#### Compiti:
1. Traduci in inglese questa frase del testo sulla vetroresina: «Insomma: bisogna sperare nella “ricerca”, parola quasi ignobile in Italia ma che altrove, per fortuna, ha ancora significato e valore.»
2. Nel testo sulla vetroresina, che cosa si ricava oggi dalle bottiglie di plastica?
3. Continua il testo sulla vetroresina dopo l'ultima frase, quella sui mastri d'ascia.

#### Pagina:
⁂
Che fare? Bel dubbio, vero? L’unica speranza è che anche per la vetroresina accada quanto è già capitato per la carta, per il vetro e persino per le “bottiglie di plastica” dalle quali oggi si ricava quel meraviglioso tessuto leggerissimo e caldissimo con il quale si confezionano i cosidetti pile. Insomma: bisogna sperare nella “ricerca”, parola quasi ignobile in Italia ma che altrove, per fortuna, ha ancora significato e valore. Ho cercato di spiegarlo a quel lettore e in più gli ho anche detto che per fare le barche di legno ci vorrebbero i “mastri d’ascia”, una stirpe ormai in via di totale estinzione.
⁂
#### Dati:
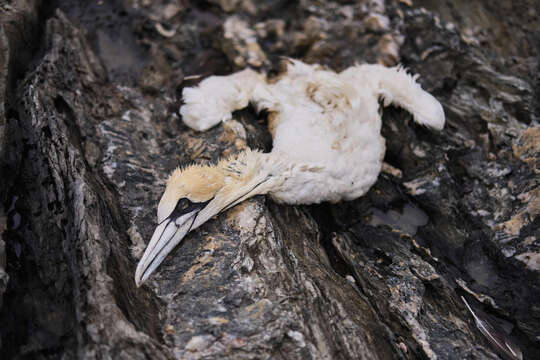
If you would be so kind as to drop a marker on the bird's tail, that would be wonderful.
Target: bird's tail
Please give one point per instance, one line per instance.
⁂
#### Risultati attesi:
1. In short: we have to put our hope in "research," a word that is almost disgraceful in Italy but that elsewhere, fortunately, still has meaning and value.

2. Un tessuto leggerissimo e caldissimo, usato per confezionare i pile.

3.
Proprio mentre scrivevo queste cose, ho ricevuto un mail da Giuseppe Telaroli. Giuseppe ha avuto, sino a pochi anni or sono, un cantiere al Lido di Venezia dove costruiva bellissime barche in legno da lui stesso progettate, ha collaborato allo studio e alla realizzazione della ricostruzione della barca di Marco Polo (i suoi bisnonni erano fornitori ufficiali dell’Arsenale della Serenissima), ha vinto con il progetto di un suo catamarano un concorso per lo scafo ideale per Venezia (mai costruito nonostante promesse su promesse da parte delle varie autorità... E, in merito, mi scrive: “Posso solo confermarti che il mio Progetto 89 con carena catamarano, dopo circa 1400 ore di prove con modelli, ha dimostrato in vasca navale d’avere tutte le caratteristiche e le qualità per essere usato nei canali veneziani e oltre”) e, infine, è uno degli ultimi “mastri d’ascia” italiani.
Nella mail (pur avendo una certa età, Telaroli bazzica il computer e questo la dice già lunga su di lui) mi ha mandato una sua relazione su un problema tipicamente veneziano: quello delle bricole, cioè di quei pali di legno che sono infissi in tutta la laguna e delineano i canali.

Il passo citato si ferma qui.